- OPDRACHTEN:
a – Ga na of elke uitspraak klopt volgens de tuchtbeslissing: (i) de mondelinge behandeling van de klacht vond plaats op 27 januari 2023; (ii) tegen de beslissing is beroep ingesteld; (iii) de opgelegde maatregel is een berisping. Antwoord per uitspraak met ja of nee en citeer letterlijk de woorden uit de tuchtbeslissing die de doorslag geven.
b – Kopieer letterlijk het deel van de tuchtbeslissing dat opent met de woorden "Een gezinswerker heeft" en sluit met "advocaat te Utrecht.".
c – Zet de alinea uit de tuchtbeslissing die begint met "Beklaagde is [de jeugdprofessional]" om in een beknopte opsomming, met behoud van de belangrijkste feiten.

- AANGELEVERDE TEKST:
──────────
22.335Ta

College van Toezicht
Download beslissing
Beslissingsdatum:
10/03/2023
Kamer:
Jeugd- en Gezinsprofessionals
Ontvankelijkheid:
Ontvankelijk
Beroep:
Geen beroep
Instelling:
Lokaal team (sociaal team, wijkteam, CJG)
Oordeel:
Gegrond
Maatregel:
Waarschuwing
Artikel beroepscode:
Verslaglegging en dossiervorming (15,M)
Een gezinswerker heeft feiten en conclusies onzorgvuldig gerapporteerd.

Klager is [de vader], hierna te noemen: de vader. Zijn gemachtigde is [de gemachtigde], vertrouwenspersoon bij AKJ.

Beklaagde is [de jeugdprofessional], hierna te noemen: de jeugdprofessional, werkzaam als jeugd en gezinswerker bij [de stichting]. De jeugdprofessional staat als jeugd- en gezinsprofessional geregistreerd in het Kwaliteitsregister Jeugd. Haar gemachtigde is de heer mr. E.J.C. de Jong, advocaat te Utrecht.

De mondelinge behandeling van de klacht heeft plaatsgevonden op 27 januari 2023 in aanwezigheid van de vader, de jeugdprofessional en hun gemachtigden. Namens SKJ waren twee toehoorders aanwezig.
──────────
- AANGELEVERD MATERIAAL:
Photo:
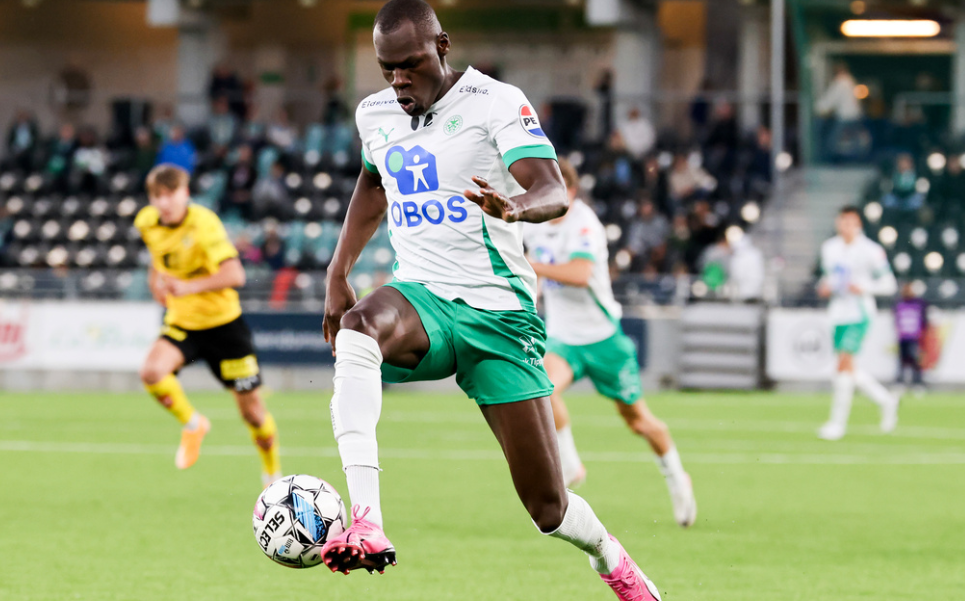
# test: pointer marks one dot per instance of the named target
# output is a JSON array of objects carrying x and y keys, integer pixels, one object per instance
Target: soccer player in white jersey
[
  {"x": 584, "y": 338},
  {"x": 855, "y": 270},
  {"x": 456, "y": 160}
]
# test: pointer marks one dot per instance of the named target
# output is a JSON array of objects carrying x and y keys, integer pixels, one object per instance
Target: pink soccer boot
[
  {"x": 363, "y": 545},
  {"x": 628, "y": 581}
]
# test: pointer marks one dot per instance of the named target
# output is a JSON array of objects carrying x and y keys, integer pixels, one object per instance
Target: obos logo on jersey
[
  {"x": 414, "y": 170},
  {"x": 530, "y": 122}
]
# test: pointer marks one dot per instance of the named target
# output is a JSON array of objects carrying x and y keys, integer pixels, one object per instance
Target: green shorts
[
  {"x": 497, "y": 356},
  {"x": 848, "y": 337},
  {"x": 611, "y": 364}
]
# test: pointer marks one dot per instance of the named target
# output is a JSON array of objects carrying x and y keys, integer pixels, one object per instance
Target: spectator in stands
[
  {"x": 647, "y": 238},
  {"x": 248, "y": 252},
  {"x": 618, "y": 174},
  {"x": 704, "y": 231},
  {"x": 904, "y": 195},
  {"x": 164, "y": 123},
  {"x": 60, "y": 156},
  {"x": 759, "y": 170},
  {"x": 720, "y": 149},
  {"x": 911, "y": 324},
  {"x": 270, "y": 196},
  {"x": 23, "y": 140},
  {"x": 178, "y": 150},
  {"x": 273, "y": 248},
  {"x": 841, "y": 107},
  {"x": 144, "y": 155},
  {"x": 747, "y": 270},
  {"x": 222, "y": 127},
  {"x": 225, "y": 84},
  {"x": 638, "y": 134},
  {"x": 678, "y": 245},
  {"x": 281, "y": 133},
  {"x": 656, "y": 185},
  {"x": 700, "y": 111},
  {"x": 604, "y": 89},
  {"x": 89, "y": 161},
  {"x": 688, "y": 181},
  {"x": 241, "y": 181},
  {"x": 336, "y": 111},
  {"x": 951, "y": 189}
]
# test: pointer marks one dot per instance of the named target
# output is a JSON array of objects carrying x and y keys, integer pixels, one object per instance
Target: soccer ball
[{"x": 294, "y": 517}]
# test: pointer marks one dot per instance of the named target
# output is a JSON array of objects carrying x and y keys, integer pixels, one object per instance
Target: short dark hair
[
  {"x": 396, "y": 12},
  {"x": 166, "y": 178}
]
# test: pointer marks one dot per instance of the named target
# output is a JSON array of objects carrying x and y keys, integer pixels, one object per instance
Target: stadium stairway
──────────
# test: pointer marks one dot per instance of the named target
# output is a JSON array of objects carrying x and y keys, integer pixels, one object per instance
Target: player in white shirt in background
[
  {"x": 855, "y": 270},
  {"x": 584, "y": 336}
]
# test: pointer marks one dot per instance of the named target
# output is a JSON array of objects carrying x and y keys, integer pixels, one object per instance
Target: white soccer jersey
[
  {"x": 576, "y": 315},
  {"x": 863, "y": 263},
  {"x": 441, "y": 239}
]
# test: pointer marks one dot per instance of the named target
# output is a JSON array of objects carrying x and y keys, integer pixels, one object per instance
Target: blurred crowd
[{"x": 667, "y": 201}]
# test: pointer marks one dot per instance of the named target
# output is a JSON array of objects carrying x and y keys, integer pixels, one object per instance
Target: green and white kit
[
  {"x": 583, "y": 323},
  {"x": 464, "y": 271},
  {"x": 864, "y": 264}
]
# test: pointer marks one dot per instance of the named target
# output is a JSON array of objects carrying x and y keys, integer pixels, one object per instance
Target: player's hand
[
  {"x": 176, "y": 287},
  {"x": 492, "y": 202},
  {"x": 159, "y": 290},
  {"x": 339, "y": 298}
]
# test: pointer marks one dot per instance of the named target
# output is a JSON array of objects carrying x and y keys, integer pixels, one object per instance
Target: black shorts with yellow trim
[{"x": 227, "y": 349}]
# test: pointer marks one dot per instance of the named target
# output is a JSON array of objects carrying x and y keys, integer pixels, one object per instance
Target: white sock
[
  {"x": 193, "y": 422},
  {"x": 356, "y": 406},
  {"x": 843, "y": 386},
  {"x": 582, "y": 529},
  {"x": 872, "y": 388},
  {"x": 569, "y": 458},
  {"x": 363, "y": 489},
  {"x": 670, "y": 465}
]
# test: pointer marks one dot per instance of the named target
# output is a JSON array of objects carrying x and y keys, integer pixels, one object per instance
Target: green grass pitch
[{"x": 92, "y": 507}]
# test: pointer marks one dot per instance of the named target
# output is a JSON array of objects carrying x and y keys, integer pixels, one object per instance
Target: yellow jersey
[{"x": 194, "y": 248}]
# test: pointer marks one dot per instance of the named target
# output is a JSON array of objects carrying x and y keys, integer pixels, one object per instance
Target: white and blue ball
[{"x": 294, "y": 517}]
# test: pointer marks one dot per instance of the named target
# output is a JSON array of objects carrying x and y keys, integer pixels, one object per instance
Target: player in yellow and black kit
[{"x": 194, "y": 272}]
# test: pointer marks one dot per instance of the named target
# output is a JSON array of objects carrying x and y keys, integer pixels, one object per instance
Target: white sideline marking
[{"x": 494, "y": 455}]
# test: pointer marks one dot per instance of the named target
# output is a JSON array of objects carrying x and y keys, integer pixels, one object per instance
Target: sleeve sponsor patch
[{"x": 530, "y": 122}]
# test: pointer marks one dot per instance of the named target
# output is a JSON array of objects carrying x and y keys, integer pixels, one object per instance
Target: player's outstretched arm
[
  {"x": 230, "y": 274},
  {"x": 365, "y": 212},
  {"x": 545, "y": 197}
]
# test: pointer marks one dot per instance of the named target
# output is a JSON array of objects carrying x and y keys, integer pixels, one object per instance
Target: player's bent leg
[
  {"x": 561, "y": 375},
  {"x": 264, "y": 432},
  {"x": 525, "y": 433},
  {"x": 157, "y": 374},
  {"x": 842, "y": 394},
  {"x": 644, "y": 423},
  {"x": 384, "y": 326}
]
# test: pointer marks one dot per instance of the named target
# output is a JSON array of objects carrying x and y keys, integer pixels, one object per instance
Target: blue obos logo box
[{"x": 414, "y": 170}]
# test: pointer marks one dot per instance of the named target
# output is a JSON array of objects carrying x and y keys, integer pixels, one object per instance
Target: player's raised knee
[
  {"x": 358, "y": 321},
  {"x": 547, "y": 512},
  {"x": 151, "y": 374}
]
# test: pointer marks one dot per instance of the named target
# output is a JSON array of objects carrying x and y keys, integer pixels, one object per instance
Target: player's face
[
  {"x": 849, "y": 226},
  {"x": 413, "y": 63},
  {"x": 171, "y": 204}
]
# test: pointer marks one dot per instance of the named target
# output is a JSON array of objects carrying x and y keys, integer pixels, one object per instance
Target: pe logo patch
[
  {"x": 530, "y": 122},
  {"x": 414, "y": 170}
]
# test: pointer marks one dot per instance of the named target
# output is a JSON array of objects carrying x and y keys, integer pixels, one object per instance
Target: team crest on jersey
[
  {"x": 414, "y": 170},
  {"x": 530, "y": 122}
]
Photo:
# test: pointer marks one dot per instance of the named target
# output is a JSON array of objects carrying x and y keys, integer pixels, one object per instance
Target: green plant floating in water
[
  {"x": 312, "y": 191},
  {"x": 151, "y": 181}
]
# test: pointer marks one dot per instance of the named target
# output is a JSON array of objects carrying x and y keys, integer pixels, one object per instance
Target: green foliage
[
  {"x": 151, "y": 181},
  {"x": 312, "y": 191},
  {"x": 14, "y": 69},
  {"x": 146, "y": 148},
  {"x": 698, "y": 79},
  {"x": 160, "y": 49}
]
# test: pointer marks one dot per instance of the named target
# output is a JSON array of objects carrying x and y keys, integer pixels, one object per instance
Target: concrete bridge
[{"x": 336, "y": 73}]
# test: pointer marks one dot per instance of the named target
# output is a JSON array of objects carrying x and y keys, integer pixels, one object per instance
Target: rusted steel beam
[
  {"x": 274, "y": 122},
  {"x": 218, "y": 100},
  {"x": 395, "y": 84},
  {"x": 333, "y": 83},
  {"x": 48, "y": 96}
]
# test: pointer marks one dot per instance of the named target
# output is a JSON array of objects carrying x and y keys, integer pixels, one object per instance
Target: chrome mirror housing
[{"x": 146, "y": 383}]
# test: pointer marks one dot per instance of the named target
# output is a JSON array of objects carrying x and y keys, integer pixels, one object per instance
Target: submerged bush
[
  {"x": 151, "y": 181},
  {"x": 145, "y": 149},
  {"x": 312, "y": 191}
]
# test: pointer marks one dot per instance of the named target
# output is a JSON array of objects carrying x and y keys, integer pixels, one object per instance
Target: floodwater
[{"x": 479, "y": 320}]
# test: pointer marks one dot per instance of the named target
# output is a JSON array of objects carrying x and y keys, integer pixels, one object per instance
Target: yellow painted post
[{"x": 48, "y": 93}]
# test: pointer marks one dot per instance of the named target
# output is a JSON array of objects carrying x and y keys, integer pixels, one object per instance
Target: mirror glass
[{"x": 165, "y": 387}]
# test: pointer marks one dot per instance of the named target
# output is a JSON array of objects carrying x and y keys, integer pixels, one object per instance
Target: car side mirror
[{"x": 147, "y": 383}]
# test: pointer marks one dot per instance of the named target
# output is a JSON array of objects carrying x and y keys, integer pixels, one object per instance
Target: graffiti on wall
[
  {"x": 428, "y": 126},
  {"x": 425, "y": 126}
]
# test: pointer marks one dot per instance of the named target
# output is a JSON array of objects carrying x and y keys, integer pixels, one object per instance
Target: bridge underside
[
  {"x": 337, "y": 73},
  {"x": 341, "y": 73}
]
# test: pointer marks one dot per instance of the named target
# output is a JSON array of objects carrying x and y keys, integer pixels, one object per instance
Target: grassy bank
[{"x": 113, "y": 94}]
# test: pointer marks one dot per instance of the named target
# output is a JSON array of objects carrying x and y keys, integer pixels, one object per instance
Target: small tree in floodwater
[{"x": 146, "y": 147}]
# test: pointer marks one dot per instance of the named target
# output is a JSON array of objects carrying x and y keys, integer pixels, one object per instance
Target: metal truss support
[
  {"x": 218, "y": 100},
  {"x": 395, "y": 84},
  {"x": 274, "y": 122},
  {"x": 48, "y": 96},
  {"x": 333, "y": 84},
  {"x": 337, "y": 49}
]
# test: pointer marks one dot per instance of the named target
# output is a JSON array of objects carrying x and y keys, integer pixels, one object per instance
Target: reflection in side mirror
──────────
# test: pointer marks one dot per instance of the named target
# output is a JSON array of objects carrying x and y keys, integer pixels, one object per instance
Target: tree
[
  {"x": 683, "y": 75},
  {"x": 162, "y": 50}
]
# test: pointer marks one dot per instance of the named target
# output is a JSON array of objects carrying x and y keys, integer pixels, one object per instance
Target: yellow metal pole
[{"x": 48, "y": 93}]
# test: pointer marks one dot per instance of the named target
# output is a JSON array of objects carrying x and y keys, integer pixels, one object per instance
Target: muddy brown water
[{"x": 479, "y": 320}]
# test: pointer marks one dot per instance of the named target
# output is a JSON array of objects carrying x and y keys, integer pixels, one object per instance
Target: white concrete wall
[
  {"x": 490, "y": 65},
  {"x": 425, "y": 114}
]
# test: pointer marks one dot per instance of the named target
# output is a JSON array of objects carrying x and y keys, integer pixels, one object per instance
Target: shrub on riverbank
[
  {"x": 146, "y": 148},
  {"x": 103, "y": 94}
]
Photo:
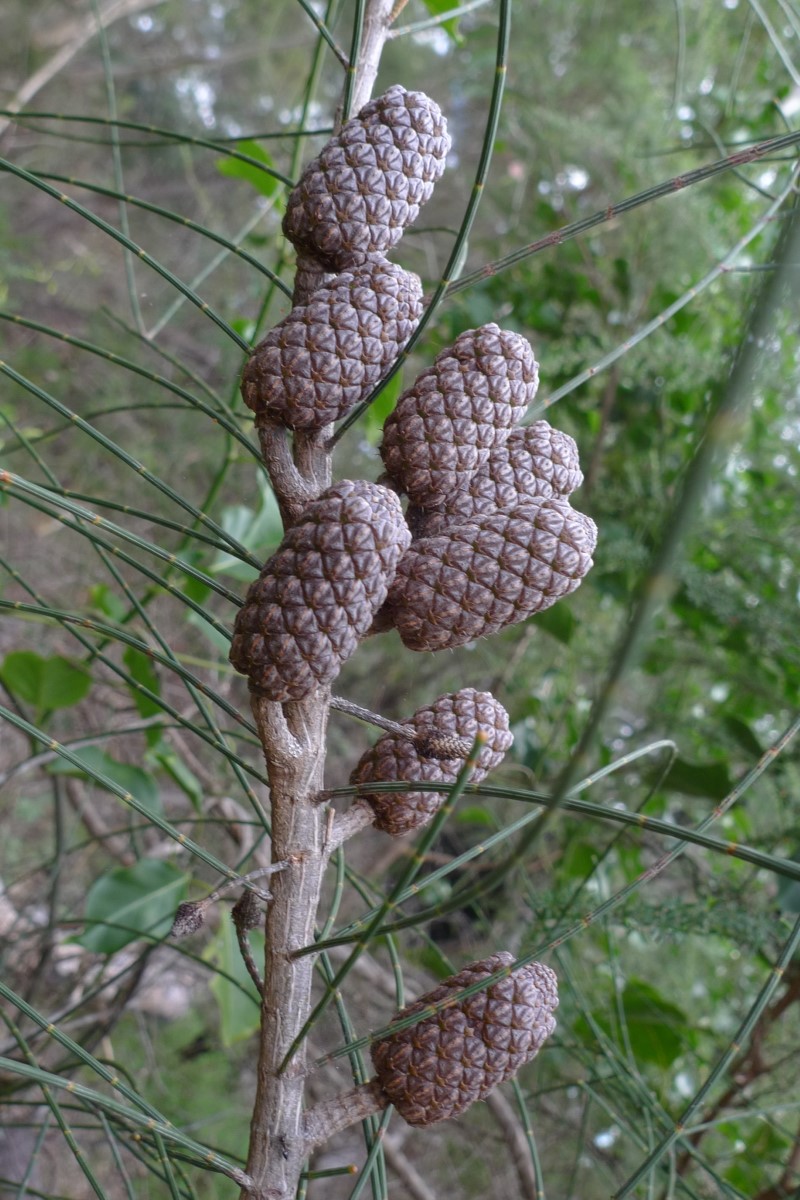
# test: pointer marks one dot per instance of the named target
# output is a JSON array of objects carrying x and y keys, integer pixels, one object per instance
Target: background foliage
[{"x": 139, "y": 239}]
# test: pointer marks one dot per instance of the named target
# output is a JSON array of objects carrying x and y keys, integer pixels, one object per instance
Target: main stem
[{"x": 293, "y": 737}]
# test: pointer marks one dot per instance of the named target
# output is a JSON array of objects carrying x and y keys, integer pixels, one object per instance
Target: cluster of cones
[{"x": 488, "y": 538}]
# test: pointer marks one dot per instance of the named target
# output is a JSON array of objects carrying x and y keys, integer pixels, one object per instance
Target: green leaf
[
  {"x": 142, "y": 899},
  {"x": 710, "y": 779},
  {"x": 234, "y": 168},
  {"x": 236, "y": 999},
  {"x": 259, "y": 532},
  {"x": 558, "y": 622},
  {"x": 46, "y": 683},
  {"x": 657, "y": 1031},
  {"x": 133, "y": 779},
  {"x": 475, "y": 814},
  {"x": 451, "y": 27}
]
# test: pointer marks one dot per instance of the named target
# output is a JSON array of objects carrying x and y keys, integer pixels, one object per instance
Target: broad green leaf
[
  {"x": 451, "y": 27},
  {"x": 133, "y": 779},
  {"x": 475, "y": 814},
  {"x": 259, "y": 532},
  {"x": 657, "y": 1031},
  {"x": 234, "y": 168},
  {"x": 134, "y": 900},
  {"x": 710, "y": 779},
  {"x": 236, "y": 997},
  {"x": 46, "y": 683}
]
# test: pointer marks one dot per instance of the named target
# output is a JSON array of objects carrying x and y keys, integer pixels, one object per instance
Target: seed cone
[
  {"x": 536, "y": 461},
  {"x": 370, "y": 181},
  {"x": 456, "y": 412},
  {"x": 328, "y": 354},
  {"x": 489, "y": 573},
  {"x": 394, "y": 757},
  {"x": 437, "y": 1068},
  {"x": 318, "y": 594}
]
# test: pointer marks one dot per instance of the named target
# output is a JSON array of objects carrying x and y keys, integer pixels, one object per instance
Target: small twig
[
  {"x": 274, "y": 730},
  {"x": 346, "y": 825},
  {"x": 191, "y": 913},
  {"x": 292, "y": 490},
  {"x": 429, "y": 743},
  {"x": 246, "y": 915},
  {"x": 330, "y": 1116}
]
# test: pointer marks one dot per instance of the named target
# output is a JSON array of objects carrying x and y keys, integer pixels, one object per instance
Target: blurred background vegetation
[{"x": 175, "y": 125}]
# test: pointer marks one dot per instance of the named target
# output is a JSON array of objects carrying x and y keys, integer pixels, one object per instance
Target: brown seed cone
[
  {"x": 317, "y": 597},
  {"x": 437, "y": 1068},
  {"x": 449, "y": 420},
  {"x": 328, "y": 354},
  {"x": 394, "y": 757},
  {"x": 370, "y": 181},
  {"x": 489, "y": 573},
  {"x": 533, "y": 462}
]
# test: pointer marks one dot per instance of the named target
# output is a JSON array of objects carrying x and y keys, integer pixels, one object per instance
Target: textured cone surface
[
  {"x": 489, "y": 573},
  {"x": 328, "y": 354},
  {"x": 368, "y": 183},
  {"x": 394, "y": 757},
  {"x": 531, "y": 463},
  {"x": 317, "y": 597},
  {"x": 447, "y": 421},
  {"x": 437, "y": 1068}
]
──────────
- ANTWOORDEN PER OPDRACHT:
a –
(i) Ja: "De mondelinge behandeling van de klacht heeft plaatsgevonden op 27 januari 2023"
(ii) Nee: "Geen beroep"
(iii) Nee: "Waarschuwing"

b –
Een gezinswerker heeft feiten en conclusies onzorgvuldig gerapporteerd.

Klager is [de vader], hierna te noemen: de vader. Zijn gemachtigde is [de gemachtigde], vertrouwenspersoon bij AKJ.

Beklaagde is [de jeugdprofessional], hierna te noemen: de jeugdprofessional, werkzaam als jeugd en gezinswerker bij [de stichting]. De jeugdprofessional staat als jeugd- en gezinsprofessional geregistreerd in het Kwaliteitsregister Jeugd. Haar gemachtigde is de heer mr. E.J.C. de Jong, advocaat te Utrecht.

c –
- Beklaagde: [de jeugdprofessional], hierna de jeugdprofessional.
- Functie: jeugd- en gezinswerker bij [de stichting].
- Registratie: als jeugd- en gezinsprofessional in het Kwaliteitsregister Jeugd.
- Gemachtigde: mr. E.J.C. de Jong, advocaat te Utrecht.